BEGIN PROVIDED ENTRIES
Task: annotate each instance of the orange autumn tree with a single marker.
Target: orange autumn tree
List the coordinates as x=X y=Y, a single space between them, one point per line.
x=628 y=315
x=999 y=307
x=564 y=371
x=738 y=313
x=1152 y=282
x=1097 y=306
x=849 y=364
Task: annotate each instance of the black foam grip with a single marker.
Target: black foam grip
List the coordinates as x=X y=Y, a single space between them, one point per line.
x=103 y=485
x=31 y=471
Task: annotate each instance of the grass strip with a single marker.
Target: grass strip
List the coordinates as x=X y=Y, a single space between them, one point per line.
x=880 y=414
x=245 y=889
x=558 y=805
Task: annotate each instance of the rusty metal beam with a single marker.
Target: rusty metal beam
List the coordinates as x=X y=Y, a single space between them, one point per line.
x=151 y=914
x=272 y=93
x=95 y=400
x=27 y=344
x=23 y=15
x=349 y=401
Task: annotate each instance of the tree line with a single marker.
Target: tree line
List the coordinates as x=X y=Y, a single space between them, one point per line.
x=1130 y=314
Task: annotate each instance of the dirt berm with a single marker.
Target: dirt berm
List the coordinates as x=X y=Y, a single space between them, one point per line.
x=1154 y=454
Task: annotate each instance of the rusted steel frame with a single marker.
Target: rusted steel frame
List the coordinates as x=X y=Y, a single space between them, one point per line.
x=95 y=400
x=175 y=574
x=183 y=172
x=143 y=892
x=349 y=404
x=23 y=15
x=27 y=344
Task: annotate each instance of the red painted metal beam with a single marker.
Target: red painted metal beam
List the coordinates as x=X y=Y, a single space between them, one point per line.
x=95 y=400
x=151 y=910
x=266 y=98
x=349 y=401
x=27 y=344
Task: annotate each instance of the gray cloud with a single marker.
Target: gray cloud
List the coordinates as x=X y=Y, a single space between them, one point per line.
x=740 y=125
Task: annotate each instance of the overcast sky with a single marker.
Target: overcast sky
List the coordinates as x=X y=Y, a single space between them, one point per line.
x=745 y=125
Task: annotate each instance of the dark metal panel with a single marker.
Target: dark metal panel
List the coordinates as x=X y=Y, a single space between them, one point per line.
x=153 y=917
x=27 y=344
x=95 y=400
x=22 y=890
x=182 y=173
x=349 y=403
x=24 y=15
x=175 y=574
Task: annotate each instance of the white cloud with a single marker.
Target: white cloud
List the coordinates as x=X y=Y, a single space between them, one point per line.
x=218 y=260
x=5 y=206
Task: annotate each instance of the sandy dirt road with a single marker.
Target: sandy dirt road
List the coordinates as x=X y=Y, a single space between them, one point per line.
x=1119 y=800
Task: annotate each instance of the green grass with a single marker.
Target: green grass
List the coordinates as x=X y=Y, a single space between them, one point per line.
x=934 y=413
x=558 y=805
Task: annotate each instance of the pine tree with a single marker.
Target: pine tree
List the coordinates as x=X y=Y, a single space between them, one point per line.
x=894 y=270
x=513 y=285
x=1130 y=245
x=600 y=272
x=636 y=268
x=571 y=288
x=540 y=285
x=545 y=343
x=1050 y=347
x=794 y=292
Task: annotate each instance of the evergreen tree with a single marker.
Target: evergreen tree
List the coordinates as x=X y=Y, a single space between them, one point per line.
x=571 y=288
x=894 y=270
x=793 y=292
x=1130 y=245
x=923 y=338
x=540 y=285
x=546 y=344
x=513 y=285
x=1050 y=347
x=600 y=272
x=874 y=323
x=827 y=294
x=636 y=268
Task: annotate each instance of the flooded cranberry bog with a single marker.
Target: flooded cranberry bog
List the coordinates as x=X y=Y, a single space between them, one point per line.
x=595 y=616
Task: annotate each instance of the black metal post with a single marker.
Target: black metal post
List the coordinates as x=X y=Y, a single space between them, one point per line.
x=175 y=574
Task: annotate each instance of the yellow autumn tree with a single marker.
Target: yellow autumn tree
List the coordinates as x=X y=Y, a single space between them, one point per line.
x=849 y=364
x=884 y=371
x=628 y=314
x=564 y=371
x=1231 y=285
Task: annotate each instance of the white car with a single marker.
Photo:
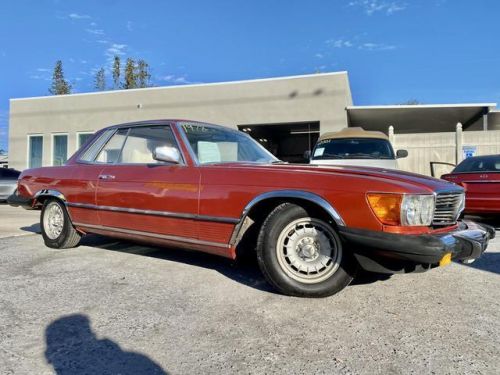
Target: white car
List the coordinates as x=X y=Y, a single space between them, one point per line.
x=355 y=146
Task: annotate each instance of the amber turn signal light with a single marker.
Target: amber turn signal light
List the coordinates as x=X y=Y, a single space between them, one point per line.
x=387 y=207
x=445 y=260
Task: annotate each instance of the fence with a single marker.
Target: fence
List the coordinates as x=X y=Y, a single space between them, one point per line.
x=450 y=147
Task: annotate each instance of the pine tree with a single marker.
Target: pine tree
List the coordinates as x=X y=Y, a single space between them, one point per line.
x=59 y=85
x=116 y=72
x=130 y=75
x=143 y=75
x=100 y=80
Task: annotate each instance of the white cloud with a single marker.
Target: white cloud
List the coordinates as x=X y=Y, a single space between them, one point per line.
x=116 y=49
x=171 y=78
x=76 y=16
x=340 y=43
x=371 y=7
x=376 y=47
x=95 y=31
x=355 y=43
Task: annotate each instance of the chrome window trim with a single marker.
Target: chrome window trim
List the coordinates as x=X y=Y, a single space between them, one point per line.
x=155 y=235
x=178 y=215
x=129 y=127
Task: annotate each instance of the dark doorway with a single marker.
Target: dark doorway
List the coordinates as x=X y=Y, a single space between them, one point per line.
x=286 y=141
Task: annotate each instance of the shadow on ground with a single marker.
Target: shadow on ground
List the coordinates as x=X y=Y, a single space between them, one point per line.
END PROVIDED ENTRIES
- _TASK STATEMENT_
Repeat the data exactly as written, but without the pictures.

- _RESPONSE AREA_
Task: annotate each instance of the orange autumn tree with a single marker.
Target: orange autumn tree
List the coordinates as x=X y=Y, a single space between them, one point per line.
x=628 y=315
x=999 y=307
x=564 y=371
x=738 y=313
x=1152 y=282
x=1097 y=306
x=849 y=364
Task: annotate each instance of the black foam grip with a single marker.
Target: black foam grip
List the coordinates as x=X y=Y, a single space between them, one point per line.
x=103 y=485
x=31 y=471
Task: annotate each instance of the grass strip with a single marker.
Target: grass strip
List the coordinates as x=X y=Y, a single space between them, one point per line.
x=880 y=414
x=245 y=889
x=558 y=805
Task: annotate each instance of the rusty metal beam with a single marker.
Target: rusty metal beam
List the coordinates as x=X y=Y, a single space between them, one point per line.
x=151 y=914
x=272 y=93
x=95 y=400
x=27 y=344
x=23 y=15
x=349 y=401
Task: annotate each instance of the tree line with a single marker.
Target: tree line
List the coordinates as x=X y=Y, a single space between them, one point per line.
x=1130 y=314
Task: annotate each instance of the dirt berm with a single marker.
Target: dirt berm
List the coordinates as x=X y=Y, a single space between them, one point per line.
x=1154 y=454
Task: annotate each instance of the rusted steel frame with a single marker.
Target: rusted steel frame
List the coordinates as x=X y=Y, a single space between them, one point per line.
x=95 y=400
x=175 y=574
x=183 y=172
x=143 y=892
x=349 y=404
x=23 y=15
x=27 y=344
Task: annotate each instance of the red painted metal beam with a single marker.
Target: red painted metal beam
List the coordinates as x=X y=Y, a single space between them, one point per line.
x=95 y=400
x=151 y=910
x=266 y=98
x=349 y=401
x=27 y=344
Task: annotate each instance of the gray cloud with a single marker.
Target: gray cloud
List the coordinates as x=X y=Y, a single space between them, one point per line.
x=740 y=125
Task: annotate each instance of the overcast sky with a single marker.
Target: overcast sky
List the coordinates as x=X y=Y, a single space between them, one point per line.
x=745 y=125
Task: annotate each instance of the dark metal panel with a single marker.
Target: dark metal panel
List the coordinates as x=X y=Y, a single space between them, one point per line.
x=153 y=917
x=27 y=344
x=95 y=400
x=22 y=890
x=182 y=173
x=349 y=403
x=24 y=15
x=175 y=574
Task: annotate each instance of the white cloud with a single marker.
Target: white cloud
List the coordinates as x=X y=Y, a single space between them, one point per line.
x=218 y=260
x=5 y=206
Task: annotate each instance of the sandy dirt road with a single marker.
Target: sandy dirt road
List the coordinates as x=X y=Y, a single space between them, one point per line.
x=1119 y=800
Task: annotate each instance of the green grass with a single marker.
Target: green grass
List the coordinates as x=X y=Y, a single space between them, one point per line.
x=934 y=413
x=558 y=805
Task: annotate each instance of the pine tree with a single marker.
Target: pine tree
List the coordinates as x=X y=Y, a single space between them, one point per line.
x=894 y=270
x=513 y=285
x=1130 y=245
x=600 y=272
x=636 y=268
x=571 y=288
x=540 y=285
x=545 y=343
x=1050 y=347
x=794 y=292
Task: annotate each instance of the evergreen tree with a single marker.
Target: evergreen tree
List the coordinates as x=X y=Y, a single space between them, one point per line.
x=571 y=288
x=894 y=270
x=793 y=292
x=1130 y=245
x=923 y=338
x=540 y=285
x=546 y=344
x=513 y=285
x=1050 y=347
x=600 y=272
x=874 y=323
x=827 y=294
x=636 y=268
Task: annotate each instance of the flooded cranberry bog with a single marker.
Target: flooded cranberry bog
List the coordinates as x=X y=Y, a single space between them, one point per line.
x=595 y=616
Task: annotate each instance of the black metal post with a single marker.
Target: black metal post
List the coordinates as x=X y=Y, a single space between them, one point per line.
x=175 y=574
Task: annotate each instance of the yellow autumn tree with a single marker.
Target: yellow autumn tree
List the coordinates as x=X y=Y, a single space between them, one point per line.
x=849 y=364
x=884 y=371
x=628 y=314
x=564 y=371
x=1231 y=285
Task: annotate each instance of the white car with a single marker.
Photo:
Target: white car
List the coordinates as x=X y=Y, a single space between them, one point per line.
x=355 y=146
Task: annotate each instance of the amber turn signal light with a single marker.
Target: amber turn signal light
List the coordinates as x=X y=Y, a single space between them, one point per line.
x=387 y=207
x=445 y=260
Task: annotate each instance of the fence with a single marker.
Target: fence
List the coordinates as x=X y=Y, a single space between them, one point per line.
x=450 y=147
Task: annotate each instance of the pine tree with a single marker.
Target: pine tree
List the coordinates as x=X y=Y, a single space between them, one point per line.
x=59 y=85
x=116 y=72
x=130 y=75
x=143 y=75
x=100 y=80
Task: annotate each instance of the white cloud with a single marker.
Target: white cloud
List the coordinates as x=X y=Y, a single space between them, one point per line.
x=116 y=49
x=171 y=78
x=76 y=16
x=340 y=43
x=371 y=7
x=376 y=47
x=95 y=31
x=355 y=43
Task: annotate each instance of the chrome window trim with a single marker.
Target: chrome window trim
List the coordinates as x=X y=Y, a single space between them, one point per line.
x=155 y=235
x=178 y=215
x=129 y=127
Task: annotate each instance of the dark doorway with a single marker.
Target: dark doorway
List the coordinates as x=X y=Y, a single space between them, one point per line.
x=286 y=141
Task: annotate each instance of the shadow on ground with a single marker.
Target: shadow on ground
List the coordinates as x=X y=Y, a single space between them, one point per line.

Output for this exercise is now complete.